[Begin]

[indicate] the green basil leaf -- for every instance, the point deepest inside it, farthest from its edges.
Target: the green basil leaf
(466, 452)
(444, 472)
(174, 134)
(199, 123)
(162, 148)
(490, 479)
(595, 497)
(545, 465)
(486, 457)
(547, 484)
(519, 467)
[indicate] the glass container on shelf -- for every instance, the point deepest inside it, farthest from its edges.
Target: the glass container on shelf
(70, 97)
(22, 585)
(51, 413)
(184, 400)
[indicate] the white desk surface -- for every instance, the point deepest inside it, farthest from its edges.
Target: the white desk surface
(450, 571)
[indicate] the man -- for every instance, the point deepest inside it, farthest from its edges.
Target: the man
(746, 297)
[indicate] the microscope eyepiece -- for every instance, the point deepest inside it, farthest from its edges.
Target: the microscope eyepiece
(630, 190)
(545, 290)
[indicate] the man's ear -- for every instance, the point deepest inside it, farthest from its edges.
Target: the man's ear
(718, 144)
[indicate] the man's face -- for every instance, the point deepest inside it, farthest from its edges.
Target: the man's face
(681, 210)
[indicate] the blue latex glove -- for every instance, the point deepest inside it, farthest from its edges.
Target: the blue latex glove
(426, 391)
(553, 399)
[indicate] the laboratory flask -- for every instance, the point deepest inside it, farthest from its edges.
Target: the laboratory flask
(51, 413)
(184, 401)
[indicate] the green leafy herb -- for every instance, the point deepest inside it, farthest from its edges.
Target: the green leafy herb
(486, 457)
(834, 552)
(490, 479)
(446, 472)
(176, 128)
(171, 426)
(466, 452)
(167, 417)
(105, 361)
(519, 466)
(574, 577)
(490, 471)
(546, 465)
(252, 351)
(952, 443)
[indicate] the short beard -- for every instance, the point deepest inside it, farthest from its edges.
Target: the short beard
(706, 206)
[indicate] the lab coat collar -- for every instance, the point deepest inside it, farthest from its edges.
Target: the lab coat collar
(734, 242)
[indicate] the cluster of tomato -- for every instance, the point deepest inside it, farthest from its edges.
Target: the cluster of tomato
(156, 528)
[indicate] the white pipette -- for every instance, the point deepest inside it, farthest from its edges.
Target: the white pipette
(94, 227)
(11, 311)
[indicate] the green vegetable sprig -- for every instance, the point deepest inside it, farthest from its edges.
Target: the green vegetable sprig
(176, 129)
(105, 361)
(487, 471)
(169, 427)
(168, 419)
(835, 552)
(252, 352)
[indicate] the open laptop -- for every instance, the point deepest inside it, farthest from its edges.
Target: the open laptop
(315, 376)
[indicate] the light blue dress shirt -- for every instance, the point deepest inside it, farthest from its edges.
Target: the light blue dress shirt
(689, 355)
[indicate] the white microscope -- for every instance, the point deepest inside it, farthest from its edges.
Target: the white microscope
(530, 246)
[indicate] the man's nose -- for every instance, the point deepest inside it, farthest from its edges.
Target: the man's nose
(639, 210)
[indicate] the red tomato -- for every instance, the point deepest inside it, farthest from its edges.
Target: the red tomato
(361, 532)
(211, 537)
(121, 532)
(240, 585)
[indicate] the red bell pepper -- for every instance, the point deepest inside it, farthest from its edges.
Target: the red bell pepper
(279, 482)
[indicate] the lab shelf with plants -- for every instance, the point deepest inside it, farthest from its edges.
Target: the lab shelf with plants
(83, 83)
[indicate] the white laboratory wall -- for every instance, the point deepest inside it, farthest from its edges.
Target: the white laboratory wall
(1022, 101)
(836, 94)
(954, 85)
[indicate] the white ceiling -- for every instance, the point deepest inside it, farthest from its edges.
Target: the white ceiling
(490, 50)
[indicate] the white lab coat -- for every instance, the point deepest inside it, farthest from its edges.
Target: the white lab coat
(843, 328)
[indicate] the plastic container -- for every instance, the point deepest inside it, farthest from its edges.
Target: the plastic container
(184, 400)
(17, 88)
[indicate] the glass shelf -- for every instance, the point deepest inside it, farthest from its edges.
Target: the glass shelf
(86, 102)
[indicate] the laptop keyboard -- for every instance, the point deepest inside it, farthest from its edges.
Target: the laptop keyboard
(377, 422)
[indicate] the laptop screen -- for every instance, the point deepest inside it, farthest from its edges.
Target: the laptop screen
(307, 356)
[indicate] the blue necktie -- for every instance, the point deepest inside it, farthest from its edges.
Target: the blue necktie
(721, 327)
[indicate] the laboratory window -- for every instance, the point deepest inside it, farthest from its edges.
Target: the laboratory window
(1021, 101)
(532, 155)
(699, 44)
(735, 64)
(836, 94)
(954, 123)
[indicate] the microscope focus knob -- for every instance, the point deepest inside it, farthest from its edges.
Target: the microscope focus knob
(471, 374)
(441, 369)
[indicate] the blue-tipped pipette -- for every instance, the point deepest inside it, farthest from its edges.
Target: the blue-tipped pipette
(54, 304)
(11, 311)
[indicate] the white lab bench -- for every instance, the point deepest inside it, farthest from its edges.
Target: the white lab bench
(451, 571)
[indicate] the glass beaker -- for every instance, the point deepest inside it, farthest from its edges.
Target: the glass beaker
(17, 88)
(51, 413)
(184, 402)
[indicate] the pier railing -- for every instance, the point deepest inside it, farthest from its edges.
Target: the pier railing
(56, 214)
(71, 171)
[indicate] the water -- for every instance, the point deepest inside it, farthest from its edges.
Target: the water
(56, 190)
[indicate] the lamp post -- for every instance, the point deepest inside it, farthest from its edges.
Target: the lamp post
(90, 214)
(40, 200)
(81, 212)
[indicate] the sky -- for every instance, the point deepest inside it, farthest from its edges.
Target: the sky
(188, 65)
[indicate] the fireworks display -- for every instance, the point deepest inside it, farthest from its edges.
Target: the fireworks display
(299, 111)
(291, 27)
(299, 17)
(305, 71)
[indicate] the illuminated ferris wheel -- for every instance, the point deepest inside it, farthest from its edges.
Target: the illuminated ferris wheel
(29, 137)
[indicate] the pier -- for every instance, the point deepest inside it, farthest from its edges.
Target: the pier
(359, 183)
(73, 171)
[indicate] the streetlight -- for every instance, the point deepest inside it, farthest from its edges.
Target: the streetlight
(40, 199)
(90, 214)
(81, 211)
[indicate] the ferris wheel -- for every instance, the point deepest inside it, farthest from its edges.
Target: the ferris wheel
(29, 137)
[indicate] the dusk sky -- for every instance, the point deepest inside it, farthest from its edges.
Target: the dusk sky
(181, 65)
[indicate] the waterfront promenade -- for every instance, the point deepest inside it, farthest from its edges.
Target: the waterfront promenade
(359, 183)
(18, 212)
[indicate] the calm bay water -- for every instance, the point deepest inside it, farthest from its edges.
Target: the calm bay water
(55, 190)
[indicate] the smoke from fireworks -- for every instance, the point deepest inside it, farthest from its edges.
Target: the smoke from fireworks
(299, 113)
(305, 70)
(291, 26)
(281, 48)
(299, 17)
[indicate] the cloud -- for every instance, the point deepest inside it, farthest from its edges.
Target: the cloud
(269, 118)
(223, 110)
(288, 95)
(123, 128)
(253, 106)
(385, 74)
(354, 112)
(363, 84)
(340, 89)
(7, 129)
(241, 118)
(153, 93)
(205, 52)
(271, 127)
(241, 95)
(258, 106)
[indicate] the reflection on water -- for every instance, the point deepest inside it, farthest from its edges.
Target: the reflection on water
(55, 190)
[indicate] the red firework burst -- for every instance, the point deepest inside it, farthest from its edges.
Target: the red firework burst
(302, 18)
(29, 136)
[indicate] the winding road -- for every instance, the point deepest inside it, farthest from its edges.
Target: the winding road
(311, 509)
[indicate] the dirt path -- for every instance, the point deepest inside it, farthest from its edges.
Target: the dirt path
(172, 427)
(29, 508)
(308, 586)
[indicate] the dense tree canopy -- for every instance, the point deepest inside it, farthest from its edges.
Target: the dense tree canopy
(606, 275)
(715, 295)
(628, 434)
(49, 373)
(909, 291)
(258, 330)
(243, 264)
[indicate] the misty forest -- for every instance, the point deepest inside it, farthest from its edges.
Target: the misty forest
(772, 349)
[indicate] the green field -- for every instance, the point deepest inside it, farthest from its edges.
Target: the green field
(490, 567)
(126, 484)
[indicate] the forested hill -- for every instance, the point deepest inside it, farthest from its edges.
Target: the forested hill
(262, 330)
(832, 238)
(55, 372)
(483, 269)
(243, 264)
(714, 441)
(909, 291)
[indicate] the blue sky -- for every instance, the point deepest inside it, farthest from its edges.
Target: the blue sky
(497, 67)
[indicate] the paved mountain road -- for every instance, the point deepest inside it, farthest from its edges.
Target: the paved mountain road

[End]

[WORK TO DO] Everything from the line with "[indicate] the red firework" to the end of the listing above needs to be duplicated exactly, both end lines included, with nothing more.

[WRITTEN RESPONSE]
[indicate] the red firework burst -- for every instance, the point deepest inside it, farthest from its edges.
Target: the red firework burst
(302, 18)
(29, 136)
[indicate] the winding road -- for every instance, the point deepest inside it, farthest from its edges.
Target: the winding road
(311, 509)
[indicate] the dirt path -- for every instance, the point deepest inside it, farthest from its edges.
Target: the dirt path
(172, 427)
(29, 508)
(308, 586)
[indicate] the dense tree canopy -- for every instance, the point deepest inside it, farthest from its edges.
Target: the dense tree canopy
(606, 275)
(715, 295)
(628, 434)
(49, 373)
(909, 291)
(258, 330)
(243, 264)
[indicate] the misty forest -- for every instance, the point deepest inside it, farthest from its edges.
Target: the misty forest
(772, 349)
[indicate] the green field -- for every instance, the point deepest inside it, farthest from its edges.
Target: the green field
(490, 567)
(126, 484)
[indicate] the forested hill -- for every instance, the point deepest inside it, farthest from its edges.
Target: the forested hill
(262, 330)
(832, 238)
(55, 372)
(483, 269)
(243, 264)
(714, 441)
(909, 291)
[indicate] the blue sky -- for every instance, the point deepest inside it, farthest from its edges.
Target: the blue sky
(497, 67)
[indicate] the paved mountain road -- for every instance, the point deepest inside it, farthest from its edges.
Target: the paved mountain road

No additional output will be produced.